● Work item:
Your reply should be the following data, copied exactly.

● Recorded information:
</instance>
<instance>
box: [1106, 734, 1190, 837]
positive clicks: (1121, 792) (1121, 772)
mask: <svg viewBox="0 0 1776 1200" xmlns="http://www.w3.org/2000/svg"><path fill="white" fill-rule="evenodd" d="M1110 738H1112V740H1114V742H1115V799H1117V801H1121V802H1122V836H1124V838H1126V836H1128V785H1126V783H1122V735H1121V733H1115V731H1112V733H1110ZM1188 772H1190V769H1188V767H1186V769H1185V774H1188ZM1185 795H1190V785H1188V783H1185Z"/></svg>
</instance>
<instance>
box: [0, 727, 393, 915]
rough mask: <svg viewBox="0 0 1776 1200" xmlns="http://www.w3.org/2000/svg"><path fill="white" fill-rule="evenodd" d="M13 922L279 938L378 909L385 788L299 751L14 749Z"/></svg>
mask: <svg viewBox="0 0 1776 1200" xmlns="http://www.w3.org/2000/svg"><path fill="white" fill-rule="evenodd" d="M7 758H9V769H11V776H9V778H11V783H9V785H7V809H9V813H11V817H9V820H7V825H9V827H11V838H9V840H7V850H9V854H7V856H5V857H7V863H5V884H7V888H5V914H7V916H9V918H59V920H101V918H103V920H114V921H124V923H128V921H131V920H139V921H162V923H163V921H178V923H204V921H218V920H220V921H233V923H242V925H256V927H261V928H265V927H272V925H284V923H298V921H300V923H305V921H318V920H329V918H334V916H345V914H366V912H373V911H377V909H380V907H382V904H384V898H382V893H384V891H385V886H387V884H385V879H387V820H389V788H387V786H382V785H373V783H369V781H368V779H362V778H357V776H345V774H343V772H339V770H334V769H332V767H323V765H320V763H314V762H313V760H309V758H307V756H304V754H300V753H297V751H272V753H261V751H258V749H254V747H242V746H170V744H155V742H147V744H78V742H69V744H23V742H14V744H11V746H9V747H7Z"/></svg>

● Solution to this exercise:
</instance>
<instance>
box: [1106, 734, 1190, 837]
positive clicks: (1121, 792) (1121, 772)
mask: <svg viewBox="0 0 1776 1200" xmlns="http://www.w3.org/2000/svg"><path fill="white" fill-rule="evenodd" d="M1110 738H1112V740H1114V742H1115V799H1117V801H1121V802H1122V836H1124V838H1126V836H1128V785H1126V783H1122V735H1121V733H1115V731H1112V733H1110ZM1188 772H1190V769H1188V767H1186V769H1185V774H1188ZM1185 795H1190V785H1188V783H1185Z"/></svg>
</instance>
<instance>
box: [0, 727, 393, 915]
rough mask: <svg viewBox="0 0 1776 1200" xmlns="http://www.w3.org/2000/svg"><path fill="white" fill-rule="evenodd" d="M13 922L279 938L378 909L385 788L299 751L14 749Z"/></svg>
mask: <svg viewBox="0 0 1776 1200" xmlns="http://www.w3.org/2000/svg"><path fill="white" fill-rule="evenodd" d="M7 758H9V769H11V776H9V778H11V783H9V785H7V809H9V813H11V817H9V820H7V825H9V827H11V838H9V840H7V850H9V854H7V856H5V857H7V863H5V884H7V888H5V914H7V916H9V918H59V920H101V918H103V920H114V921H124V923H128V921H131V920H139V921H162V923H163V921H178V923H204V921H218V920H220V921H233V923H242V925H256V927H261V928H265V927H272V925H284V923H298V921H300V923H305V921H318V920H329V918H334V916H345V914H366V912H373V911H377V909H380V907H382V904H384V898H382V893H384V891H385V886H387V884H385V879H387V820H389V788H387V786H382V785H373V783H369V781H368V779H362V778H357V776H345V774H343V772H339V770H334V769H332V767H323V765H320V763H314V762H313V760H309V758H307V756H304V754H300V753H297V751H272V753H261V751H258V749H254V747H242V746H170V744H155V742H147V744H78V742H69V744H23V742H14V744H11V746H9V747H7Z"/></svg>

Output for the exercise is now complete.